TASK INSTRUCTIONS
Would you copy only the lines below, beginning with the one that contains "Q: Find the bare" and running through the last entry line?

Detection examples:
_____

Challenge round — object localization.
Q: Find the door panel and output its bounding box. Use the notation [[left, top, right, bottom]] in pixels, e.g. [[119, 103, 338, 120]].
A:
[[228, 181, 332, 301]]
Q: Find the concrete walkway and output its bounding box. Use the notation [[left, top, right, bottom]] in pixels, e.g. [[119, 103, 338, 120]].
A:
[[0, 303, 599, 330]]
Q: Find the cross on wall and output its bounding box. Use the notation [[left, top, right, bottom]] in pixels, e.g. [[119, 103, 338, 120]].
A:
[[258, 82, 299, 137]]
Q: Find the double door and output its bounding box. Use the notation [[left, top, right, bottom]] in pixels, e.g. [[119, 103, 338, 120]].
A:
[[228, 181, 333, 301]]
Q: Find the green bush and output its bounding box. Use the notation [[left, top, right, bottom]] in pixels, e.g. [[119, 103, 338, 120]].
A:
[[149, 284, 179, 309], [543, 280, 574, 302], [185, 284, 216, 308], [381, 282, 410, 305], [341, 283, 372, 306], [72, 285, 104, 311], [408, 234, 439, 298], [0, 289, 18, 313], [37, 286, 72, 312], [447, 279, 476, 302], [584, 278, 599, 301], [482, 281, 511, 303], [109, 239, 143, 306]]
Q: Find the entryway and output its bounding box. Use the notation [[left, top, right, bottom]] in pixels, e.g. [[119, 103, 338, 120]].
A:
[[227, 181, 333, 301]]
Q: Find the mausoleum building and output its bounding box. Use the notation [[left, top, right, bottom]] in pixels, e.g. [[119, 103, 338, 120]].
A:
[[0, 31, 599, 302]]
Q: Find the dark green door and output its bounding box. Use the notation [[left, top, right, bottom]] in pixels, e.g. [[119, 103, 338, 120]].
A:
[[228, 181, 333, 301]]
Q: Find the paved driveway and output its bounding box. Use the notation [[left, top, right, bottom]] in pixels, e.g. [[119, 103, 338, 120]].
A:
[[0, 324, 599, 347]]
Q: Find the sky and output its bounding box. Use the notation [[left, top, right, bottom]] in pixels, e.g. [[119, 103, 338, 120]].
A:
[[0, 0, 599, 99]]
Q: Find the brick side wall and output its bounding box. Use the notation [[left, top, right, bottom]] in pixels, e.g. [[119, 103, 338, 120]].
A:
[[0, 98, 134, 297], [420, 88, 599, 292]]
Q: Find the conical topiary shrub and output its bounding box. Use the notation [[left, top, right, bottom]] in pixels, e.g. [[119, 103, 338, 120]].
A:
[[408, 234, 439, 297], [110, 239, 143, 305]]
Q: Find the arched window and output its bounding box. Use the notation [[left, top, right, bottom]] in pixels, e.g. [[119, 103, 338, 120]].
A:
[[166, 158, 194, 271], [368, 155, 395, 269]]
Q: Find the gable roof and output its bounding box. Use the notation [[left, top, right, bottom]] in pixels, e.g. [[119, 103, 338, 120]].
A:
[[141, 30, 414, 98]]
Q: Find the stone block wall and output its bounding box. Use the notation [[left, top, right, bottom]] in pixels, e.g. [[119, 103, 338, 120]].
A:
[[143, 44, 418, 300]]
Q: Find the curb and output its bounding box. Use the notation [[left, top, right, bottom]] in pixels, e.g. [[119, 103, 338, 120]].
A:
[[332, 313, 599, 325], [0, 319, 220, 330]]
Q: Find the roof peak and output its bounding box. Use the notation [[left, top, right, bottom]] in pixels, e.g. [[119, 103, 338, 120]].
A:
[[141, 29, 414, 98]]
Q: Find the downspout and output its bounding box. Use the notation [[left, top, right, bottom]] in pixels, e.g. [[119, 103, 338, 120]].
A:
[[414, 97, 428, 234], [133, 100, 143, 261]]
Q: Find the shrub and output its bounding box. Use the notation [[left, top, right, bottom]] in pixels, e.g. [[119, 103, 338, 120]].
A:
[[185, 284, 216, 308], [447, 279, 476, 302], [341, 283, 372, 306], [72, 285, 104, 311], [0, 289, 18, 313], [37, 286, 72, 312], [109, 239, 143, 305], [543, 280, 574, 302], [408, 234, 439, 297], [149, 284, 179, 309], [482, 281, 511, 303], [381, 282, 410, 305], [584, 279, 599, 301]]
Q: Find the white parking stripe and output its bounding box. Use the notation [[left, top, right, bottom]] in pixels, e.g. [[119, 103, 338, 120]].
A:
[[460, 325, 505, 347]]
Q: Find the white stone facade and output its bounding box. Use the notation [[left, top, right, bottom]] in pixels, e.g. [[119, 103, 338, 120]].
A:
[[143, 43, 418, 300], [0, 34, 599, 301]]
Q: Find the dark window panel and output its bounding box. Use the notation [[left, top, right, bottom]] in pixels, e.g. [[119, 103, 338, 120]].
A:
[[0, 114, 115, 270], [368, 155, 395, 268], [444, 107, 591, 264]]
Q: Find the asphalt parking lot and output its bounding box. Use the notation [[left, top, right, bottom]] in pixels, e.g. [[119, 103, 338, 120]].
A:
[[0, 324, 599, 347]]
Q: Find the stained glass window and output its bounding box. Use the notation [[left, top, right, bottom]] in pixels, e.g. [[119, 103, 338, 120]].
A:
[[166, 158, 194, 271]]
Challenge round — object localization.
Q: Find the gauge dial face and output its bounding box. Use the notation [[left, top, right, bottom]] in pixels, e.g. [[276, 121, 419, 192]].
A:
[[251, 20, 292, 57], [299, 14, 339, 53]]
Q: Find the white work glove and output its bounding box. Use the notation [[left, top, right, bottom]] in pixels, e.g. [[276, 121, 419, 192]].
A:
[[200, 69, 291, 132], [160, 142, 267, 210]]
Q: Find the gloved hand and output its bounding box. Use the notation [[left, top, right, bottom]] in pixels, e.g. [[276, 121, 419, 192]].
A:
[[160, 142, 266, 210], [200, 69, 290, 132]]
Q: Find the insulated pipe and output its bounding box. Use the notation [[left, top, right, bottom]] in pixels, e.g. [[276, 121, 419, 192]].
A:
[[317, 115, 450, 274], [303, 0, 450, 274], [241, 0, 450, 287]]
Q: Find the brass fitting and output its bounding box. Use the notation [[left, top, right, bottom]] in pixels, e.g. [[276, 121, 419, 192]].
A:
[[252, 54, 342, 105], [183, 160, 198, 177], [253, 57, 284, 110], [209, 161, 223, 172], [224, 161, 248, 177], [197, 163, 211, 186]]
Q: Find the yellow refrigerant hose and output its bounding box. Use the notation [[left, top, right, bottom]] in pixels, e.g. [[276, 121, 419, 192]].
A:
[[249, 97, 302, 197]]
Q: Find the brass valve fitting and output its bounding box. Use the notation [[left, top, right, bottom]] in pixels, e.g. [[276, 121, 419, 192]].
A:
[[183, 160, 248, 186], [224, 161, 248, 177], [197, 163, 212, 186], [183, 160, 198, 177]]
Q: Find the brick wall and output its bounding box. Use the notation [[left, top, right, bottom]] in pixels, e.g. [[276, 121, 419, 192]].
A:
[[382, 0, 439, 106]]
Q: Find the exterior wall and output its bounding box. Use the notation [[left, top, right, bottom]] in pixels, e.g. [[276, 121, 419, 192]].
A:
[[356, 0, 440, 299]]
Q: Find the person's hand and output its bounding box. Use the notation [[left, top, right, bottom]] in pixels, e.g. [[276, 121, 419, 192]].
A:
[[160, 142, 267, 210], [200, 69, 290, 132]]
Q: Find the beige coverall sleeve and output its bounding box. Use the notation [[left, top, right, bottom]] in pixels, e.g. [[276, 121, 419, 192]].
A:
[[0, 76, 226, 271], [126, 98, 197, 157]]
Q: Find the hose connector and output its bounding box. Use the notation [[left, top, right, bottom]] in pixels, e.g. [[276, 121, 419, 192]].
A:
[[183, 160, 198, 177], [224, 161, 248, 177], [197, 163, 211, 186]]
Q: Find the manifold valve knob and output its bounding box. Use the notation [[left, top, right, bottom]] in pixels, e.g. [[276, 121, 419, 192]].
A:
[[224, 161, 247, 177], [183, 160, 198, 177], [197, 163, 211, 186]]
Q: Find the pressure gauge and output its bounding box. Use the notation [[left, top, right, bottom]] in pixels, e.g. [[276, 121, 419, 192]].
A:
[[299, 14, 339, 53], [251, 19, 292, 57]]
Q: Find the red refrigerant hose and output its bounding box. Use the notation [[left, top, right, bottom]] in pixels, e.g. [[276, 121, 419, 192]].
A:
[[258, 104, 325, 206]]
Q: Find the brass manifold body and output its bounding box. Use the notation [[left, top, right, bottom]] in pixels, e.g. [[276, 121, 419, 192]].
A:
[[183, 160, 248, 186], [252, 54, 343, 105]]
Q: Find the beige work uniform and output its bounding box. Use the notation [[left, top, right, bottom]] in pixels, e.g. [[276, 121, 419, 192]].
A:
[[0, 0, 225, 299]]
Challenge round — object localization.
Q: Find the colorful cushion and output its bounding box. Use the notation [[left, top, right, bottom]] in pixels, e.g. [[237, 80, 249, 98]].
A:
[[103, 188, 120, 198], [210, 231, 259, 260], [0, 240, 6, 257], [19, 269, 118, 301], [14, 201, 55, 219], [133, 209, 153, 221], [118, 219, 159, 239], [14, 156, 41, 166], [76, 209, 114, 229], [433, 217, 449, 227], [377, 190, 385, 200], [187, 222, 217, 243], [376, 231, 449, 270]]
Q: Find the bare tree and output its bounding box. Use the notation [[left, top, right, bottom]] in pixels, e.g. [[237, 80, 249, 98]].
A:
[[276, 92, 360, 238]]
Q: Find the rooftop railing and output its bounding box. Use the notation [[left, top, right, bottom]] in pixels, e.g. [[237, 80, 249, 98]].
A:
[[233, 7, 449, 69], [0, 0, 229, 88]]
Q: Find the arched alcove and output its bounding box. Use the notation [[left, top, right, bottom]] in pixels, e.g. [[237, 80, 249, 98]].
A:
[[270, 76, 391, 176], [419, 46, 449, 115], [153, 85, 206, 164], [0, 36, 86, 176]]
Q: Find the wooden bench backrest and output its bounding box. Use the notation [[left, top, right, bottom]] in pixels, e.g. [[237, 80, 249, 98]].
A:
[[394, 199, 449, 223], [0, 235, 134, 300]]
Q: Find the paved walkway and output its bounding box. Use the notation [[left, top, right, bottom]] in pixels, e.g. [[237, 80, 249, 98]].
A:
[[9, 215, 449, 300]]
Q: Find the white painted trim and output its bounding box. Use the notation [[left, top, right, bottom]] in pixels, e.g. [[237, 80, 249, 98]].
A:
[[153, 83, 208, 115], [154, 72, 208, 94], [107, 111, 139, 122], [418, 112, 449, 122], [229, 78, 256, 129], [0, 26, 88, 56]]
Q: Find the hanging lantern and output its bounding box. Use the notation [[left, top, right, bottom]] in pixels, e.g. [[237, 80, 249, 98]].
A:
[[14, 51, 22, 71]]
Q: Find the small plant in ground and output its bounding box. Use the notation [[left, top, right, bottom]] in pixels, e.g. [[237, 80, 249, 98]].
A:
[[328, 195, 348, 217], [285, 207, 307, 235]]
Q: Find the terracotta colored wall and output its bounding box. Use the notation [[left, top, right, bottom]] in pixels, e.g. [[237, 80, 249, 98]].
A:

_____

EXERCISE RESULT
Q: Find the bare tree and output its bounding box. Use the notation [[left, top, right, bottom]] in pixels, e.g. [[237, 80, 249, 98]].
A:
[[276, 92, 360, 238]]
Q: Find the rooftop railing and output its bounding box. Use the notation [[left, top, right, bottom]] in pixels, e.g. [[237, 80, 249, 98]].
A:
[[233, 7, 449, 69], [0, 0, 229, 88]]
Q: Find the arched alcove and output its bounding box. Use the notation [[left, top, right, bottom]] in pixels, e.g. [[237, 80, 249, 98]].
A:
[[270, 76, 391, 176], [419, 46, 449, 115], [153, 85, 206, 164], [0, 36, 86, 176]]
Q: Find the wooden bench backrest and output its bounding box. Use the notation [[left, top, right, bottom]] in pixels, e.g. [[237, 80, 249, 98]].
A:
[[394, 199, 449, 223], [0, 235, 134, 300]]
Q: Find the paved walkway and output its bounding box. Use the notation [[left, top, right, bottom]] in pixels, e.g. [[237, 80, 249, 98]].
A:
[[9, 215, 449, 300]]
Q: Find the white painted trim and output its bounding box. Use the notation [[left, top, right, bottom]] in pixels, e.g. [[237, 80, 249, 98]].
A:
[[153, 83, 208, 115], [154, 72, 208, 94], [107, 111, 139, 122], [418, 112, 449, 122], [229, 78, 256, 129], [0, 26, 88, 56]]
Q: Find the hanging lantern and output its bounding box. Use the notation [[left, top, right, bottom]] in pixels, e.g. [[237, 80, 249, 98]].
A:
[[14, 51, 22, 71]]
Q: Find the small plant in ground and output its bounding box. Use the notation [[left, top, right, bottom]] in pixels, e.g. [[237, 80, 249, 98]].
A:
[[328, 195, 348, 217], [285, 207, 307, 235]]
Q: Find the terracotta colored wall and output its bounding box. Use the notation [[left, top, right, bottom]] in pixels, e.g. [[237, 80, 249, 98]].
A:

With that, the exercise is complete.